## [Aim]
Render the listing below as a Markdown table with the columns Number and Listing line, one row per line, numbered in order. Skip blank lines and leave the pictures out.

## [Given entries]
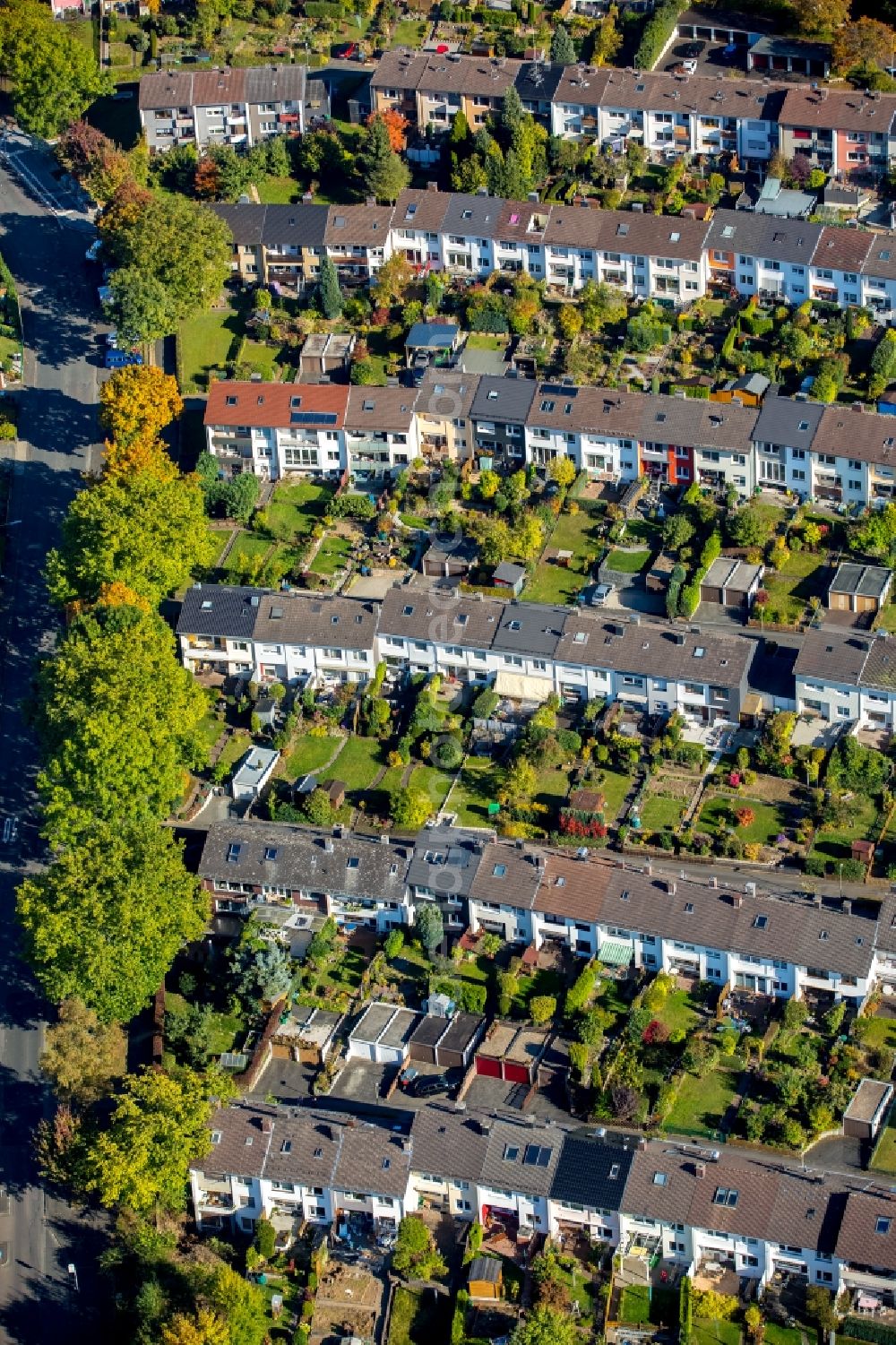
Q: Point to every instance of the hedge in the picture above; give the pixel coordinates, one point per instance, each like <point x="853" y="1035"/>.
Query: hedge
<point x="864" y="1331"/>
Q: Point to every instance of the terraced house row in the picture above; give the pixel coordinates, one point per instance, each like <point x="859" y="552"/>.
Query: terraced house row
<point x="841" y="129"/>
<point x="619" y="912"/>
<point x="528" y="650"/>
<point x="689" y="1207"/>
<point x="663" y="257"/>
<point x="823" y="453"/>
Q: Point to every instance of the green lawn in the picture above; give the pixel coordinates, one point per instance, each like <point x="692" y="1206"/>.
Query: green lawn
<point x="246" y="545"/>
<point x="627" y="563"/>
<point x="660" y="813"/>
<point x="576" y="533"/>
<point x="203" y="345"/>
<point x="716" y="1333"/>
<point x="836" y="842"/>
<point x="483" y="341"/>
<point x="639" y="1306"/>
<point x="418" y="1318"/>
<point x="702" y="1103"/>
<point x="409" y="32"/>
<point x="475" y="789"/>
<point x="297" y="507"/>
<point x="432" y="781"/>
<point x="884" y="1156"/>
<point x="778" y="1334"/>
<point x="262" y="358"/>
<point x="278" y="191"/>
<point x="615" y="789"/>
<point x="308" y="754"/>
<point x="358" y="763"/>
<point x="718" y="814"/>
<point x="332" y="555"/>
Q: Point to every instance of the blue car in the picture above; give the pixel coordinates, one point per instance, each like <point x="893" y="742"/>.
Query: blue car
<point x="121" y="358"/>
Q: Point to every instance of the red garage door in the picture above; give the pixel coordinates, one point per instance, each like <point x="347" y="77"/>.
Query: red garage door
<point x="487" y="1067"/>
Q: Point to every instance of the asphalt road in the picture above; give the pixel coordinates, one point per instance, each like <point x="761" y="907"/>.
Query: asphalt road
<point x="43" y="241"/>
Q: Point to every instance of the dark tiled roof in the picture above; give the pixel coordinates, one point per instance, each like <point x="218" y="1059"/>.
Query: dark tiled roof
<point x="300" y="225"/>
<point x="592" y="1170"/>
<point x="864" y="580"/>
<point x="445" y="616"/>
<point x="521" y="1157"/>
<point x="837" y="109"/>
<point x="448" y="1143"/>
<point x="763" y="236"/>
<point x="833" y="657"/>
<point x="276" y="83"/>
<point x="218" y="609"/>
<point x="295" y="857"/>
<point x="504" y="400"/>
<point x="780" y="420"/>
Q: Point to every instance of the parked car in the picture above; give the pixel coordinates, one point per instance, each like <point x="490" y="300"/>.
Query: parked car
<point x="121" y="358"/>
<point x="429" y="1086"/>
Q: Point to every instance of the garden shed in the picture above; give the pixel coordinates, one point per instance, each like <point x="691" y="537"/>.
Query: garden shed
<point x="485" y="1278"/>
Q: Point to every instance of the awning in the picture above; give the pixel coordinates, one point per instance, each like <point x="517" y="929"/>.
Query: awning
<point x="518" y="686"/>
<point x="615" y="953"/>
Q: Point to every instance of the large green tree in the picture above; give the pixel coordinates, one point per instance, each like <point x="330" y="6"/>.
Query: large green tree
<point x="180" y="252"/>
<point x="159" y="1126"/>
<point x="107" y="918"/>
<point x="118" y="719"/>
<point x="142" y="531"/>
<point x="383" y="174"/>
<point x="54" y="77"/>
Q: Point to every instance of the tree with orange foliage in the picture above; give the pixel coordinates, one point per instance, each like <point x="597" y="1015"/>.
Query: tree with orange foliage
<point x="136" y="405"/>
<point x="394" y="124"/>
<point x="206" y="179"/>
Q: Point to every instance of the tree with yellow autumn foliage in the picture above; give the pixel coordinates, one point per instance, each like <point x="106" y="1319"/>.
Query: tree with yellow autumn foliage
<point x="137" y="402"/>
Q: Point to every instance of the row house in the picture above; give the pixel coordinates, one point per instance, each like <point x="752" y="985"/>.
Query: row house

## [Response]
| Number | Listing line |
|---|---|
| 1 | Q: Point to every instance of the hedge in the picture above; give the pixel coordinates, one point per instance, each like <point x="853" y="1035"/>. |
| 2 | Query: hedge |
| 3 | <point x="864" y="1331"/> |
| 4 | Q: Point to every instance of the terraced house row in the picture above; give the pixel coordinates, one point per instance, each like <point x="859" y="552"/>. |
| 5 | Query: terraced house row |
| 6 | <point x="841" y="129"/> |
| 7 | <point x="619" y="912"/> |
| 8 | <point x="528" y="650"/> |
| 9 | <point x="689" y="1207"/> |
| 10 | <point x="663" y="257"/> |
| 11 | <point x="823" y="453"/> |
| 12 | Q: Point to every instance of the green lawn in the picture above; give the pixel coordinates, one point per instance, each like <point x="692" y="1206"/>. |
| 13 | Query: green lawn |
| 14 | <point x="246" y="545"/> |
| 15 | <point x="627" y="563"/> |
| 16 | <point x="660" y="813"/> |
| 17 | <point x="576" y="533"/> |
| 18 | <point x="203" y="345"/> |
| 19 | <point x="716" y="1333"/> |
| 20 | <point x="836" y="842"/> |
| 21 | <point x="483" y="341"/> |
| 22 | <point x="639" y="1306"/> |
| 23 | <point x="418" y="1318"/> |
| 24 | <point x="702" y="1103"/> |
| 25 | <point x="409" y="32"/> |
| 26 | <point x="475" y="789"/> |
| 27 | <point x="297" y="507"/> |
| 28 | <point x="432" y="781"/> |
| 29 | <point x="884" y="1156"/> |
| 30 | <point x="778" y="1334"/> |
| 31 | <point x="262" y="358"/> |
| 32 | <point x="278" y="191"/> |
| 33 | <point x="615" y="789"/> |
| 34 | <point x="308" y="754"/> |
| 35 | <point x="358" y="763"/> |
| 36 | <point x="718" y="814"/> |
| 37 | <point x="332" y="555"/> |
| 38 | Q: Point to every instance of the blue car in the picture above; give the pixel coordinates, one point per instance, each like <point x="893" y="742"/>. |
| 39 | Query: blue car |
| 40 | <point x="121" y="358"/> |
| 41 | Q: Point to every instance of the red garage door in the picture above; give the pixel coordinates, one point per instance, each like <point x="347" y="77"/>. |
| 42 | Query: red garage door |
| 43 | <point x="487" y="1067"/> |
| 44 | Q: Point to every instance of the asphalt road in the picture above; give the pixel coordinates, one point per instance, each like <point x="761" y="907"/>. |
| 45 | Query: asphalt road |
| 46 | <point x="43" y="241"/> |
| 47 | Q: Point to every instance of the dark tiled roof in the picture above; give the pixel coordinates, one point per instance, each like <point x="218" y="1059"/>. |
| 48 | Query: dark tiled roof |
| 49 | <point x="300" y="225"/> |
| 50 | <point x="592" y="1170"/> |
| 51 | <point x="864" y="580"/> |
| 52 | <point x="445" y="616"/> |
| 53 | <point x="521" y="1157"/> |
| 54 | <point x="837" y="109"/> |
| 55 | <point x="448" y="1143"/> |
| 56 | <point x="763" y="236"/> |
| 57 | <point x="833" y="657"/> |
| 58 | <point x="276" y="83"/> |
| 59 | <point x="218" y="609"/> |
| 60 | <point x="295" y="857"/> |
| 61 | <point x="504" y="400"/> |
| 62 | <point x="780" y="420"/> |
| 63 | Q: Point to every instance of the parked car in the picture above; give the pixel coordinates, one point per instance, each like <point x="490" y="300"/>. |
| 64 | Query: parked car |
| 65 | <point x="121" y="358"/> |
| 66 | <point x="429" y="1086"/> |
| 67 | Q: Point to every instance of the garden shed in the picture above; give the pixel coordinates, one point per instance, each like <point x="691" y="537"/>. |
| 68 | Query: garden shed |
| 69 | <point x="485" y="1278"/> |
| 70 | Q: Point to every instance of the awning in the picture above; give the pixel coordinates, one point per instance, each like <point x="517" y="929"/>. |
| 71 | Query: awning |
| 72 | <point x="518" y="686"/> |
| 73 | <point x="615" y="953"/> |
| 74 | Q: Point to every instance of the large green tree in the picture above; give the pixel coordinates, one point per instance, each like <point x="330" y="6"/>. |
| 75 | Query: large green tree |
| 76 | <point x="180" y="252"/> |
| 77 | <point x="159" y="1126"/> |
| 78 | <point x="107" y="918"/> |
| 79 | <point x="118" y="719"/> |
| 80 | <point x="142" y="531"/> |
| 81 | <point x="383" y="174"/> |
| 82 | <point x="54" y="77"/> |
| 83 | Q: Point to every instance of the tree with orange foliage in the picture above; give the pixel coordinates, one point per instance, each like <point x="597" y="1015"/>. |
| 84 | Query: tree with orange foliage |
| 85 | <point x="136" y="405"/> |
| 86 | <point x="394" y="124"/> |
| 87 | <point x="206" y="179"/> |
| 88 | Q: Point to every instance of the tree with yellow autumn foliage in the picture above; give the pixel coordinates, one point per instance, each like <point x="106" y="1319"/>. |
| 89 | Query: tree with yellow autumn foliage |
| 90 | <point x="137" y="402"/> |
| 91 | Q: Point to every instance of the row house in the picture above; give the pixel coordinates, one point per instance, each like <point x="752" y="985"/>. |
| 92 | Query: row house |